#### [Exercise requirements]
Hunt for the word "bark" across the entries below, copying each line that holds it.

***** Excerpted data

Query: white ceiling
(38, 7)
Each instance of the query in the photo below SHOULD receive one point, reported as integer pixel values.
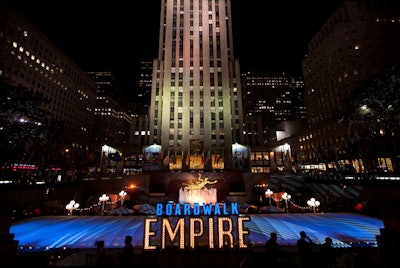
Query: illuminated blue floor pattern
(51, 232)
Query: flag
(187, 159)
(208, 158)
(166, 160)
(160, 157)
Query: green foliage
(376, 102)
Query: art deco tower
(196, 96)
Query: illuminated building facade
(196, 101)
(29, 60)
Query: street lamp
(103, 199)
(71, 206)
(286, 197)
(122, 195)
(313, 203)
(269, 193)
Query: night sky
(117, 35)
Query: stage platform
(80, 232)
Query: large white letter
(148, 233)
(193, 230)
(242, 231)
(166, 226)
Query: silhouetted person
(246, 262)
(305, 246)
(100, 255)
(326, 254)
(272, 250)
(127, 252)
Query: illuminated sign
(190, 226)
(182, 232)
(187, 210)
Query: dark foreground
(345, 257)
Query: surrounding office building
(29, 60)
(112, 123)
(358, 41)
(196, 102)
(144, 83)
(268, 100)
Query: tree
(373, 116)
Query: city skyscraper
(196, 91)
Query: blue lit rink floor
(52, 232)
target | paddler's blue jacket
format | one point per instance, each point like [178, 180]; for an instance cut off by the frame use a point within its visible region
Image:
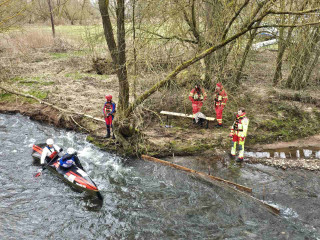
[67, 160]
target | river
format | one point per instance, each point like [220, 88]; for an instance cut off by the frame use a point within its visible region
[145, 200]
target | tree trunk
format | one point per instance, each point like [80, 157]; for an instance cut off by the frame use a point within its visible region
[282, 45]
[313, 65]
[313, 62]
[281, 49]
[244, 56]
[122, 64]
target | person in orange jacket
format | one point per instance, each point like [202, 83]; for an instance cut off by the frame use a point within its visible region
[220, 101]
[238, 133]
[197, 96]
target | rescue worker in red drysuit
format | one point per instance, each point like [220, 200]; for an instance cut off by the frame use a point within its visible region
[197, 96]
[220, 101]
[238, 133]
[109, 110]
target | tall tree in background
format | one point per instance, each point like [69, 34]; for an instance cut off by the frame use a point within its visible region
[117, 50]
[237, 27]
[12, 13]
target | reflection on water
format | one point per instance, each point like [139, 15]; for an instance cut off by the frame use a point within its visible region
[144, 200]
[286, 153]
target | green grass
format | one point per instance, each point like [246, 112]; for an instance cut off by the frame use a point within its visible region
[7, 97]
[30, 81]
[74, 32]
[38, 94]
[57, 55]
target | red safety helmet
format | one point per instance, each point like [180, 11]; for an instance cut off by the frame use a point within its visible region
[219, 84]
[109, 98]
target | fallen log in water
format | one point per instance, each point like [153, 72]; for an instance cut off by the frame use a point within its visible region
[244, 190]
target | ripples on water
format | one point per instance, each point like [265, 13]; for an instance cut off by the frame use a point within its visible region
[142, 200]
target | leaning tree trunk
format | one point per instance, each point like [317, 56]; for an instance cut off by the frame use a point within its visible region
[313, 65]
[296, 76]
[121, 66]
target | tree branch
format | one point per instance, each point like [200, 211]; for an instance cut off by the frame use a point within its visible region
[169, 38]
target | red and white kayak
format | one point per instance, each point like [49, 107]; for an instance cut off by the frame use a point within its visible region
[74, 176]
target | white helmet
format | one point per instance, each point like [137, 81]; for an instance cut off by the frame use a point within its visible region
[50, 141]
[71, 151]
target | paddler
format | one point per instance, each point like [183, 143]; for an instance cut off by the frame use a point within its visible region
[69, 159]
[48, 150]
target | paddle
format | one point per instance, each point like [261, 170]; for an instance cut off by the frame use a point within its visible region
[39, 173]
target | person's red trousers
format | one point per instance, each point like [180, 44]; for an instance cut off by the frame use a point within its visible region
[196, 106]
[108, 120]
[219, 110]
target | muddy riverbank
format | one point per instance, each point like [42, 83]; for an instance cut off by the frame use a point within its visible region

**********
***** Excerpted data

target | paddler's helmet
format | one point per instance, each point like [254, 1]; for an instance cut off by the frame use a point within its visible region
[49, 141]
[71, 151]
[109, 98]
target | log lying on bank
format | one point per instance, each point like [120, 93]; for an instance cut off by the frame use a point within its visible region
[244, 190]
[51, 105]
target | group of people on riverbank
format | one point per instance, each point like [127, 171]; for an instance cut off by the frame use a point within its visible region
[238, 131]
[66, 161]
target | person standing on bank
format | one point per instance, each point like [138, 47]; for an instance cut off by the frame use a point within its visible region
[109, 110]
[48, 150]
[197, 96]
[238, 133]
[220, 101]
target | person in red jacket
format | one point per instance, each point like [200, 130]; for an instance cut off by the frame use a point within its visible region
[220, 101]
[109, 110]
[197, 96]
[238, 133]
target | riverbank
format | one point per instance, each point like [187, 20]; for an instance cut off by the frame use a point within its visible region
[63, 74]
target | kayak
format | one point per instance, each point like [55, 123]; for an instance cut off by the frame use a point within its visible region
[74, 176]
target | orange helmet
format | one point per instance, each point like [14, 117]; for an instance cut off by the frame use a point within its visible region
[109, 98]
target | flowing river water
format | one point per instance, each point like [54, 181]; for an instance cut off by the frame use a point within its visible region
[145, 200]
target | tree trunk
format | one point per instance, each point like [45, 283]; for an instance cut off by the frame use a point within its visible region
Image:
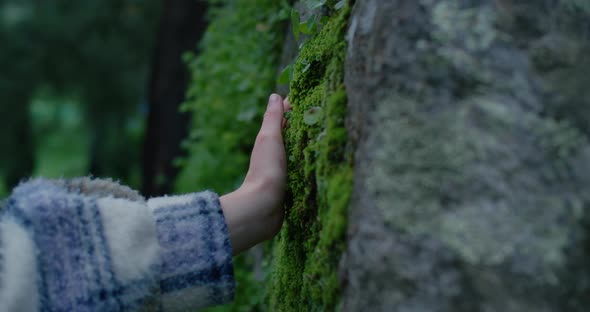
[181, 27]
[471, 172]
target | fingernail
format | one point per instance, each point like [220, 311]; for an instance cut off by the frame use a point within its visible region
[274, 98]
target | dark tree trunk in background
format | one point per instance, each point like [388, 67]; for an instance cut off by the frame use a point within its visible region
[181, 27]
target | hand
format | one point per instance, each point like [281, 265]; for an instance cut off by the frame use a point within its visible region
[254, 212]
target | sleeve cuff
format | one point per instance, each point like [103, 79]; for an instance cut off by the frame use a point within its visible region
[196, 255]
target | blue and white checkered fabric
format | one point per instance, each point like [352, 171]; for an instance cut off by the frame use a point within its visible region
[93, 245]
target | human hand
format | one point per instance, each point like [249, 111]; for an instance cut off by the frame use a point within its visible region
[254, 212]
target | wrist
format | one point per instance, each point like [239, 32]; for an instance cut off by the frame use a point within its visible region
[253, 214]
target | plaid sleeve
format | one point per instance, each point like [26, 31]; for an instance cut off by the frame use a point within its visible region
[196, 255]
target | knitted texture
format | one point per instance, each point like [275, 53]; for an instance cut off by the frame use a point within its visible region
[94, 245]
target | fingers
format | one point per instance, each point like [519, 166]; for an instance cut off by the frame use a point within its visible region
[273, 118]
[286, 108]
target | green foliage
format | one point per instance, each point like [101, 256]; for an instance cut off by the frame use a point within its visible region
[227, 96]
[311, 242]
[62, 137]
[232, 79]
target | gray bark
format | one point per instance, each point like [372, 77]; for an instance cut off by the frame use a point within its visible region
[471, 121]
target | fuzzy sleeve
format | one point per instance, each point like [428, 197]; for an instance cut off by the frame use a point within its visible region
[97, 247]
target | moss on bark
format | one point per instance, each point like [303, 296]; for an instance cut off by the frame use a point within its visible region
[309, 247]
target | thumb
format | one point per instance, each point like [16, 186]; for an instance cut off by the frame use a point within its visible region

**********
***** Excerpted data

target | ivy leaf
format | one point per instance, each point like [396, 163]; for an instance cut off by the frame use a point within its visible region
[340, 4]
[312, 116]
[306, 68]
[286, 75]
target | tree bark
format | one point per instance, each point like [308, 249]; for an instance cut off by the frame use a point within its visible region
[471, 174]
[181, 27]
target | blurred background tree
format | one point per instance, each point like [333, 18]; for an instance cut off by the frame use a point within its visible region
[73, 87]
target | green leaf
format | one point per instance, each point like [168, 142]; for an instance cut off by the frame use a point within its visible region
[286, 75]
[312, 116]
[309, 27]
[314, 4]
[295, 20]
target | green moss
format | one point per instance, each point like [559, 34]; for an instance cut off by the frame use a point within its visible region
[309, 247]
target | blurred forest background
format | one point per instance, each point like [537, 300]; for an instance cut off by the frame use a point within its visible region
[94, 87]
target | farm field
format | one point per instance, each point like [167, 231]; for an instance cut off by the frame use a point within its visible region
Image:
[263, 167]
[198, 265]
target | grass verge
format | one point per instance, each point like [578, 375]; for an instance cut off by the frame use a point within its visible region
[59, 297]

**********

#### [Exercise answer]
target | gray bark
target | moss on bark
target | tree bark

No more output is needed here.